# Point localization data
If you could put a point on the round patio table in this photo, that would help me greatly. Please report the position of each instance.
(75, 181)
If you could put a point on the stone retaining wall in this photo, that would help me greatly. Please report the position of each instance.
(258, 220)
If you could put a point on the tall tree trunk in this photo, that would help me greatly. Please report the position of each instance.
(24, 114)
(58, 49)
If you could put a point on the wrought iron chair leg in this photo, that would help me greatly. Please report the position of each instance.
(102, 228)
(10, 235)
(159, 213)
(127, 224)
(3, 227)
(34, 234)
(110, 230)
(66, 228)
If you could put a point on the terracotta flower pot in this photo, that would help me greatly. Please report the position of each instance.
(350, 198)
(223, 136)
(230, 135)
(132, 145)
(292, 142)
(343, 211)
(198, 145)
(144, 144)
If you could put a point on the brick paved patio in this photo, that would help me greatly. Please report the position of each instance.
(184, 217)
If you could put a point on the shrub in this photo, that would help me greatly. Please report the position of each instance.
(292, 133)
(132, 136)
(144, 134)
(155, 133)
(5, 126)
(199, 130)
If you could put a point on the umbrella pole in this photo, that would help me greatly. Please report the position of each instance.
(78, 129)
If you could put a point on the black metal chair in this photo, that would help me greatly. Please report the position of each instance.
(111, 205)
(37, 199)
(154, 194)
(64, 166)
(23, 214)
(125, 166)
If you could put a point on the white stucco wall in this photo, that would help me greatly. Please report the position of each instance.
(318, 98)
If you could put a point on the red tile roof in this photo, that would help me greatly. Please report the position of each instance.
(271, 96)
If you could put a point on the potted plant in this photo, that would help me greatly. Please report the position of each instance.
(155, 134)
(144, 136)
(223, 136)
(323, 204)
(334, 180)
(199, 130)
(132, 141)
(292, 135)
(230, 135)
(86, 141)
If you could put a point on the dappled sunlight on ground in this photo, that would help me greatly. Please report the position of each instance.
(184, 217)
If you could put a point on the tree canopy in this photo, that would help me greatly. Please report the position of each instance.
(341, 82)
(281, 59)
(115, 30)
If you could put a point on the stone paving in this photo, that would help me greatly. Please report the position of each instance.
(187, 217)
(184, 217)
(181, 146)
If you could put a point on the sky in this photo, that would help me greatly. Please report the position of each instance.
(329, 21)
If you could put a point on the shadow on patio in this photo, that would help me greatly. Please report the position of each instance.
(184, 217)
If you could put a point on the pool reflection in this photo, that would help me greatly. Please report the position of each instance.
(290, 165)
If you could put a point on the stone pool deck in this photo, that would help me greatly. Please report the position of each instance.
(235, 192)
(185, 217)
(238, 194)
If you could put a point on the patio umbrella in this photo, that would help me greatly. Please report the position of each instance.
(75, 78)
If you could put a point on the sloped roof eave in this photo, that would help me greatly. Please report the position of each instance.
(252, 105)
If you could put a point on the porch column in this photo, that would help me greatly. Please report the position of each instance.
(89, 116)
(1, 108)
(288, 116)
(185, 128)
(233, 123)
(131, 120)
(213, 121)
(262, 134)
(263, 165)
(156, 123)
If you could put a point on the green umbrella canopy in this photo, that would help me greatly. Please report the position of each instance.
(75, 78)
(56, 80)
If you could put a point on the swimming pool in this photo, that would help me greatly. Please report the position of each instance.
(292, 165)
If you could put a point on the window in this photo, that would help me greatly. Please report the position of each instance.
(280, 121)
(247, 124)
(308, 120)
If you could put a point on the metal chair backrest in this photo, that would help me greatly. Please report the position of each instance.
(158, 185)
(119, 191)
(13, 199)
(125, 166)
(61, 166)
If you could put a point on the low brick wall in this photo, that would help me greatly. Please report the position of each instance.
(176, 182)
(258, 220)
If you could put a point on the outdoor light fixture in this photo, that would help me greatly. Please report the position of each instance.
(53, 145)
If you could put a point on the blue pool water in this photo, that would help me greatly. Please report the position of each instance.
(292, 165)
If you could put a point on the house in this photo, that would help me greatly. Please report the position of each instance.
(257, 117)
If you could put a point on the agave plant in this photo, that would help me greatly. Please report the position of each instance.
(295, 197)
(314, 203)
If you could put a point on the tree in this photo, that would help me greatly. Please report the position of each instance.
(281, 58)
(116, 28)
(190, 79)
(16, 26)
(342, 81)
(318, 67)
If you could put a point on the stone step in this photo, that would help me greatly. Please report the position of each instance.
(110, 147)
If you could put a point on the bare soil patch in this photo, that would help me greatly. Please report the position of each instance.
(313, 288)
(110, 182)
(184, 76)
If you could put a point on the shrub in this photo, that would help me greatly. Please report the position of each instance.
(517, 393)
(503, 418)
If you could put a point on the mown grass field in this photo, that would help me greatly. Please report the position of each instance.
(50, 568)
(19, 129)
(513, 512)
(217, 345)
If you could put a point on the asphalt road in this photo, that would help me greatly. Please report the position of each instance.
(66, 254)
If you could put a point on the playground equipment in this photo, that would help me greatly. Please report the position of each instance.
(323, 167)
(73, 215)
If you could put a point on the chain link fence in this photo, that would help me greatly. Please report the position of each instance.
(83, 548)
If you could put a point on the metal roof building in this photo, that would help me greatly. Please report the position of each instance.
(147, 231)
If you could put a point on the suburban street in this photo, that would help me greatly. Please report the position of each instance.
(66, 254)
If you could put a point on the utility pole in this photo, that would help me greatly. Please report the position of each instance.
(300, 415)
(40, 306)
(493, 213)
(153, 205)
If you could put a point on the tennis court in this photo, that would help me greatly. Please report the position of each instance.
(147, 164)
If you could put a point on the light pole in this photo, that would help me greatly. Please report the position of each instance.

# TASK TO COMPLETE
Reproduce the data in full. Nothing in it may be altered.

# RESULT BELOW
If you could put a point on the round patio table in this photo, that would help me greatly. Please report the position of each instance.
(75, 181)
If you could put a point on the stone retaining wall in this photo, that would help me greatly. Please report the position of each instance.
(258, 220)
If you could put a point on the tall tree trunk in this photo, that would help me greatly. Please report the position of each instance.
(24, 114)
(58, 49)
If you could put a point on the wrought iron chair leg in this photo, that would help me greatly. Please report the position of each instance.
(102, 228)
(10, 235)
(159, 213)
(127, 224)
(3, 227)
(34, 234)
(110, 230)
(66, 228)
If you could put a point on the terracotta flower pot in this photo, that would help me greatly. Please report the position of each instance.
(350, 198)
(223, 136)
(230, 135)
(132, 145)
(292, 142)
(343, 211)
(198, 145)
(144, 144)
If you could put a point on the brick paved patio in this photo, that would help me greatly. Please report the position of each instance.
(184, 217)
If you could put a point on the shrub in this photo, that would help me greatly. Please report the position of each instance.
(292, 133)
(132, 136)
(144, 134)
(155, 133)
(5, 126)
(199, 130)
If you could put a point on the umbrella pole in this photo, that would help me greatly. Please report the position of each instance.
(78, 129)
If you could put a point on the black metal chair in this photo, that would help me greatly. Please report the position of each instance.
(111, 205)
(37, 199)
(154, 194)
(64, 166)
(23, 214)
(125, 166)
If you could put a point on the white stucco wall in this photo, that would help me greatly. Please report the position of each instance.
(318, 98)
If you could put a point on the red tile roof in this photo, that would help me greatly. Please report the position of each instance.
(271, 96)
If you could put a point on the potted plant in this photo, that would help me greatly. Please report the position of each instance.
(155, 134)
(144, 136)
(223, 136)
(323, 204)
(334, 180)
(199, 130)
(132, 141)
(292, 135)
(230, 135)
(86, 141)
If you could put a point on the dappled sunlight on ground in this photo, that would help me greatly. Please report the position of each instance.
(184, 217)
If you could put a point on the tree canopy in this photo, that would help me greatly. Please report the position of each instance.
(341, 82)
(281, 59)
(115, 30)
If you could put a point on the stone paving in this photo, that would help me greatly. Please report the position of each instance.
(187, 217)
(184, 217)
(181, 146)
If you could put a point on the sky in this photo, that would help me greatly. Please report the position of each instance.
(329, 21)
If you could put a point on the shadow on patio in this photo, that would help me greatly. Please report the position of each instance.
(184, 217)
If you could put a point on the pool reflection in this photo, that would help me greatly. Please report the position of each instance.
(290, 165)
If you could put a point on the stone pool deck in this photo, that would help me greatly. Please report the position of each instance.
(235, 192)
(185, 217)
(238, 194)
If you could put a point on the patio umbrella in this photo, that would help me greatly. Please report the position of each instance.
(75, 78)
If you could put a point on the sloped roof eave in this photo, that would help me greatly. Please report the position of each instance.
(252, 105)
If you could put a point on the porch column in this photo, that would help me greatly. Please report the position of each instance.
(89, 116)
(1, 108)
(288, 116)
(185, 128)
(233, 123)
(131, 120)
(213, 121)
(262, 134)
(263, 165)
(156, 123)
If you could put a point on the green umbrella canopy in this photo, that would help me greatly. Please report the position of each instance.
(75, 78)
(56, 80)
If you could put a point on the swimming pool in this photo, that would help me greatly. Please report the position of each instance.
(292, 165)
If you could put a point on the window in this photo, that would help me greatly. Please report the position of each instance.
(280, 121)
(247, 124)
(308, 120)
If you could put a point on the metal chair backrest in this photo, that would help me greatly. Please report the position of each instance.
(158, 185)
(119, 191)
(13, 199)
(125, 166)
(61, 166)
If you could put a point on the low brick wall in this photo, that would help me greatly. Please report the position of each instance.
(176, 182)
(258, 220)
If you could put a point on the outdoor light fixture in this photo, that would help me greatly. Please report the position of each instance.
(53, 145)
If you could put a point on the blue pool water in this photo, that would help me greatly. Please report the position of each instance.
(292, 165)
If you could put a point on the house in this photo, that would help me greatly. Please report the position of each instance.
(257, 117)
If you could put a point on the agave plant in this photo, that would help me greatly. Please report the position of each instance.
(295, 197)
(314, 203)
If you could put a point on the tree in this photo, that would help me greatly. Please report the position of each instance.
(281, 58)
(116, 28)
(190, 79)
(16, 26)
(342, 81)
(318, 67)
If you could put a point on the stone step in this photo, that would help me greatly. Please report the position of each instance.
(110, 147)
If you could put a point on the bare soil patch in this photo, that would help me greatly. Please report the position of each instance.
(313, 288)
(110, 182)
(184, 76)
If you could put a point on the shrub in this photo, that would help me greatly. Please report the position of each instance.
(517, 393)
(503, 418)
If you could put a point on the mown grass field in this photo, that would help me greatly. Please report the position of each instance.
(50, 568)
(19, 129)
(513, 512)
(217, 345)
If you could put a point on the asphalt road in this photo, that would help me greatly. Please report the position of each instance.
(66, 254)
If you could put a point on the playground equipment in this photo, that would help me greatly. Please report the position of each instance.
(323, 167)
(73, 215)
If you could put a point on the chain link fence in this photo, that would help me greatly. Please report the position of each instance.
(83, 548)
If you could put a point on the metal roof building in this photo, that would help me greatly. Please report the position of each instance.
(147, 231)
If you could put a point on the suburban street in this photo, that would help me greatly. Please report the position of each instance.
(66, 254)
If you could put a point on the utility pole in this photo, that would help me greatly. Please report the position of each instance.
(300, 415)
(40, 306)
(493, 213)
(153, 205)
If you could put a point on the tennis court in this photo, that would help me greatly. Please report the position of each instance.
(147, 164)
If you could put a point on the light pole in this photo, that would help me greatly. Please report the position of each instance.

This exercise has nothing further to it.